━━ EXERCISE INPUTS

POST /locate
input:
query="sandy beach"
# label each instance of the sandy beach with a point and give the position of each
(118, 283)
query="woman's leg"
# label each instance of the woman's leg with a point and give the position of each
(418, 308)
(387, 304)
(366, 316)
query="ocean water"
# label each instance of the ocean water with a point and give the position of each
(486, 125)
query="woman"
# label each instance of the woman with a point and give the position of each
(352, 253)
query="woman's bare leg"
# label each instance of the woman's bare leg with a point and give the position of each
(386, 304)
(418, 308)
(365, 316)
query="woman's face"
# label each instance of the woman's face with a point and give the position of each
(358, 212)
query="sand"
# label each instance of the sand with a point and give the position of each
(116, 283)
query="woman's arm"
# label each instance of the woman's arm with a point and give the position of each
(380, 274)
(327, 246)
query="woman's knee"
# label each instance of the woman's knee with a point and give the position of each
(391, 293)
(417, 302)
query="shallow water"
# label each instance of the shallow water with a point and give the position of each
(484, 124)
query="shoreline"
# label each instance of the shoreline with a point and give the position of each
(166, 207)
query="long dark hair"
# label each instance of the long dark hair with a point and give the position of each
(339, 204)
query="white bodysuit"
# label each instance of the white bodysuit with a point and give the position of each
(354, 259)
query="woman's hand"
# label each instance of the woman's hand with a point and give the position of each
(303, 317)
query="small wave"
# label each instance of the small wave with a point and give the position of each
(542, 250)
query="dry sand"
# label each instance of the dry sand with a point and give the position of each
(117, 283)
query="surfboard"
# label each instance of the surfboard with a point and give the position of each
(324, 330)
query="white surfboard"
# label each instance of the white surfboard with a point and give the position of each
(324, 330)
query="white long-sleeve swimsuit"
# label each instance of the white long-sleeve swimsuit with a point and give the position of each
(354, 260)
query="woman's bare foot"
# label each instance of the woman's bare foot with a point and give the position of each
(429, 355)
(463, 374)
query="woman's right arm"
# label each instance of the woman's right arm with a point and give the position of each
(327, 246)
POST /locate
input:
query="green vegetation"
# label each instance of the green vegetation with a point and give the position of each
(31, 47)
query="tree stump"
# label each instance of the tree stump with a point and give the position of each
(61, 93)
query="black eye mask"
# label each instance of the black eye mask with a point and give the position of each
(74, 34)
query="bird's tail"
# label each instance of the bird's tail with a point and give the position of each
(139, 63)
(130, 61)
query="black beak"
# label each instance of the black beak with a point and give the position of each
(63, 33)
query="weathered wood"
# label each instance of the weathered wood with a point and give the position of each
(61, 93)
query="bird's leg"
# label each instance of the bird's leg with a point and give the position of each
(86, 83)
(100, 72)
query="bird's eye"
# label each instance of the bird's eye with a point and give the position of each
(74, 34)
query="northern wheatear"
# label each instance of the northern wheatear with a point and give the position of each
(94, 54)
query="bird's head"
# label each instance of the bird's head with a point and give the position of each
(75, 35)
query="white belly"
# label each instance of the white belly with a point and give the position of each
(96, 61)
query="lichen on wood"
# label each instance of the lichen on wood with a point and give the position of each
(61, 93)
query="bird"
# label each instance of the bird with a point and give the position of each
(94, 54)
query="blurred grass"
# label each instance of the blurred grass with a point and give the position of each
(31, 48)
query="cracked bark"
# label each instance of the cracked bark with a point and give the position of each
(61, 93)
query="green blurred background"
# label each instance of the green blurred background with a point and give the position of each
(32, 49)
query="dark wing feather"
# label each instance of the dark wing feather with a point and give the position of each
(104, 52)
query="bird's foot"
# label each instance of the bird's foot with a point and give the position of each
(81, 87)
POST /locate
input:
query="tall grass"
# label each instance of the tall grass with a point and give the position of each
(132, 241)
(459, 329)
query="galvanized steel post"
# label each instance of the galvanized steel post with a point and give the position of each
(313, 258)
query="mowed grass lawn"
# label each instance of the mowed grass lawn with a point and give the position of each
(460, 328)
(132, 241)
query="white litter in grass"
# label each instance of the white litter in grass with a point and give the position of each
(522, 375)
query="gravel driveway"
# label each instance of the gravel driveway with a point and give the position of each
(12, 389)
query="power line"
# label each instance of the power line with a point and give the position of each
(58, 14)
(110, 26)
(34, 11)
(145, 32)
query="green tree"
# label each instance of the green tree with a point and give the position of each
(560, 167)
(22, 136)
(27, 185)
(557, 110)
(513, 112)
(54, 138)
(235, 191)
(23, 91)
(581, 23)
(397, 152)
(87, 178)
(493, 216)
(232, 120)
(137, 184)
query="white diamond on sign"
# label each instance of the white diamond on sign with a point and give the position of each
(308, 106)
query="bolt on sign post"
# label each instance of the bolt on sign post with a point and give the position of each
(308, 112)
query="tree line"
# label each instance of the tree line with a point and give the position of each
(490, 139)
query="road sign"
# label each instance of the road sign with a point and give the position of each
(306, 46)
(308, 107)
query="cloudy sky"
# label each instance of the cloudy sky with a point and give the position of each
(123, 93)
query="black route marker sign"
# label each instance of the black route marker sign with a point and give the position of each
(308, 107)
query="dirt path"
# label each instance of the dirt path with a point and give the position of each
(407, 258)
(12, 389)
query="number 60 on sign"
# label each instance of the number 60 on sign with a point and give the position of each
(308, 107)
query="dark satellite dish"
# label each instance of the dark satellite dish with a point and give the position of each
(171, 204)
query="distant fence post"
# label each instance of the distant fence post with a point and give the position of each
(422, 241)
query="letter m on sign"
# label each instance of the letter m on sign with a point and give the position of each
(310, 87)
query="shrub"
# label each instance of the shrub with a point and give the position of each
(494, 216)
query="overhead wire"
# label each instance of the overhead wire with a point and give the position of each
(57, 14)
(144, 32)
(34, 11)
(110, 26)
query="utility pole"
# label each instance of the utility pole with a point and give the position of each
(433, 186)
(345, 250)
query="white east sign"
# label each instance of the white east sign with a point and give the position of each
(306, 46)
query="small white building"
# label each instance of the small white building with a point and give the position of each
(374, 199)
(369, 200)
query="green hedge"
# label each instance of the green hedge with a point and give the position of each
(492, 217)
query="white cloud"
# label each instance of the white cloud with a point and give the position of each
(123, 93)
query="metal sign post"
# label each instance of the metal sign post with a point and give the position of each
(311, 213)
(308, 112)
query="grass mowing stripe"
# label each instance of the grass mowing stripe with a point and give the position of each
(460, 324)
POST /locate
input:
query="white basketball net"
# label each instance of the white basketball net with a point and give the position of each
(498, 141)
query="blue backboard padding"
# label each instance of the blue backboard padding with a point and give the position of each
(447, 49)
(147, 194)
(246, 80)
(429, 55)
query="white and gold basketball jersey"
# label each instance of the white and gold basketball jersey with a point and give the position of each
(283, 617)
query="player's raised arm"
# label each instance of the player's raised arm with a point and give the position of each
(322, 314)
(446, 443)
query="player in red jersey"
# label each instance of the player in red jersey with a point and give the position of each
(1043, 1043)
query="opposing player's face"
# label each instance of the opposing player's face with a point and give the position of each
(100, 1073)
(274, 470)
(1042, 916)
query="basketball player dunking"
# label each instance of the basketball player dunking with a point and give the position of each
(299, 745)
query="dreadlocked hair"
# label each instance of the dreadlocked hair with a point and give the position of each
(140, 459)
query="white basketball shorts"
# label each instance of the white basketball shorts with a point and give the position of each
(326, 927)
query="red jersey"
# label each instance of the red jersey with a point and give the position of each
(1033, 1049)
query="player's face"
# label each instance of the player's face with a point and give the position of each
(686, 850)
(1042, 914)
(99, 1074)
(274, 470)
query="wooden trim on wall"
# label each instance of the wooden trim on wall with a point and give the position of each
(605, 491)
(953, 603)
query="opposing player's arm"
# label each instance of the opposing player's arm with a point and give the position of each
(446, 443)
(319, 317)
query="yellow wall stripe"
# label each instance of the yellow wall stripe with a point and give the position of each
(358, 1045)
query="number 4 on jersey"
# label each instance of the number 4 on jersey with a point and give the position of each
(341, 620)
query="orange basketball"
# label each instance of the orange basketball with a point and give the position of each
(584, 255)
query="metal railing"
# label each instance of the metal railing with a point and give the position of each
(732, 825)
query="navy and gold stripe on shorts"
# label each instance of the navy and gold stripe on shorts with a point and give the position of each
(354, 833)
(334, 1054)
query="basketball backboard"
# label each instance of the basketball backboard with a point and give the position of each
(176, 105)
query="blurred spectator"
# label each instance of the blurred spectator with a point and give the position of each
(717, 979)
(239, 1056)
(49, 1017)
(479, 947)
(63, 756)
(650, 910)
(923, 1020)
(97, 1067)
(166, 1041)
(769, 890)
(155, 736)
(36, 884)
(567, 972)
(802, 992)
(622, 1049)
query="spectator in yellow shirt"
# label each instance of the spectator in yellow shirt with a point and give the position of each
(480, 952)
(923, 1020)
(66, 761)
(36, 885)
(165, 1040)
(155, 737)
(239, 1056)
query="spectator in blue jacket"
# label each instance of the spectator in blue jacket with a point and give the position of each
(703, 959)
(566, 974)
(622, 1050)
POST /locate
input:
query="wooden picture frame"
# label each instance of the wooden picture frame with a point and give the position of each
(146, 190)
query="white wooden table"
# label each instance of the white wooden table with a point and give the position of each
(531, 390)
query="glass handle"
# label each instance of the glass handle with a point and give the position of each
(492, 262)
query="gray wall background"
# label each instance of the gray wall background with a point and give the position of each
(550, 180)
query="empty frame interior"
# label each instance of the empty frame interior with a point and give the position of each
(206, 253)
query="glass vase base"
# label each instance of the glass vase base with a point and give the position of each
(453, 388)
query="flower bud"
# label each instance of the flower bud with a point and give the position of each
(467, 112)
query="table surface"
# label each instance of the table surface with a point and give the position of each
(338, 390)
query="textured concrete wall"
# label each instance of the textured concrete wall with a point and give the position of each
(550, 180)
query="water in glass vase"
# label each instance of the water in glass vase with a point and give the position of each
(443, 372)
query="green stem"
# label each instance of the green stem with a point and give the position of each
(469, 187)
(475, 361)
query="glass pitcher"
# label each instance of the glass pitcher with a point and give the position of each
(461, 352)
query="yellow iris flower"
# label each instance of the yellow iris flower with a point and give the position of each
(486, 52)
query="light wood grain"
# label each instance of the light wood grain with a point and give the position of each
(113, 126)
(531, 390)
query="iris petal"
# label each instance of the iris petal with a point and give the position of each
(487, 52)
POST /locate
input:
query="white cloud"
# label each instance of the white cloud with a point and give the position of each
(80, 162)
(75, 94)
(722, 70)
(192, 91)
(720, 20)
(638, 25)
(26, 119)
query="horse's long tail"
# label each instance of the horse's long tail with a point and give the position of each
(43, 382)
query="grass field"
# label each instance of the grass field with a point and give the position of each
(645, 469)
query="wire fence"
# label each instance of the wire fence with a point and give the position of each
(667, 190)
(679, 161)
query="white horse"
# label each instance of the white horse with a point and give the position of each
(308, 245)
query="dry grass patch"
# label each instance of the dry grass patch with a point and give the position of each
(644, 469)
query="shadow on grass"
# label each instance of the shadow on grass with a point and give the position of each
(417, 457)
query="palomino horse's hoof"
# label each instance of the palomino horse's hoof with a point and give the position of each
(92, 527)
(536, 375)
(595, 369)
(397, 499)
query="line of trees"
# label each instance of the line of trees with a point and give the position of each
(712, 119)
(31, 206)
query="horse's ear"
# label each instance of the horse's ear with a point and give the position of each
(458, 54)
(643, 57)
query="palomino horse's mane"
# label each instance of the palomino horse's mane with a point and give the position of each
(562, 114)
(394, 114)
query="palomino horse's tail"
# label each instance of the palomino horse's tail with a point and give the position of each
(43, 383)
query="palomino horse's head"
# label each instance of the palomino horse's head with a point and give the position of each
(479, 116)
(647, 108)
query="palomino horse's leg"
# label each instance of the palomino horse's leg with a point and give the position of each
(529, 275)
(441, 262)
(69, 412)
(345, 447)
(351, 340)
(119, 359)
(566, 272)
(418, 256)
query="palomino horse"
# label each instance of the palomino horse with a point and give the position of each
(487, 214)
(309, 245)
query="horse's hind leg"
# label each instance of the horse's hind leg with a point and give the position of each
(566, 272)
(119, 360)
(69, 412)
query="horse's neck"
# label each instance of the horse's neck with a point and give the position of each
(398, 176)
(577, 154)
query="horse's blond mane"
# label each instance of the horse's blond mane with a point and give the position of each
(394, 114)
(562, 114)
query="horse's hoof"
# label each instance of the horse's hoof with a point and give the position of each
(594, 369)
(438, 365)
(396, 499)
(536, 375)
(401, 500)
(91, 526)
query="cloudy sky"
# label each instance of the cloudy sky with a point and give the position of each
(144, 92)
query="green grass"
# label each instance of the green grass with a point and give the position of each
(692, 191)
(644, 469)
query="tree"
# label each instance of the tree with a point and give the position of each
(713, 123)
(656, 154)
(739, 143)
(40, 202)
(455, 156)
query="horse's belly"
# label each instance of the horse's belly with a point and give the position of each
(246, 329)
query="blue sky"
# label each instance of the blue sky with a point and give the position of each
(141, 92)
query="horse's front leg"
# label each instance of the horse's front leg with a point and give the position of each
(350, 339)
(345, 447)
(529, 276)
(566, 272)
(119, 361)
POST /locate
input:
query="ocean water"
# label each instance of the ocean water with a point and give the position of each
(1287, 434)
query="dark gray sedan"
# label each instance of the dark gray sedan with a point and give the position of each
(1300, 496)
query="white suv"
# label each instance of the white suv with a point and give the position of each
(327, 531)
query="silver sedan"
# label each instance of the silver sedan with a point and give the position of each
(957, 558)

━━━━

■ STATED GOAL
Show every line of the items above that contains the string "front", copying each line in full.

■ PROBLEM SOLUTION
query="horse's front leg"
# label each instance of the horse's front leg with a point and give the position of each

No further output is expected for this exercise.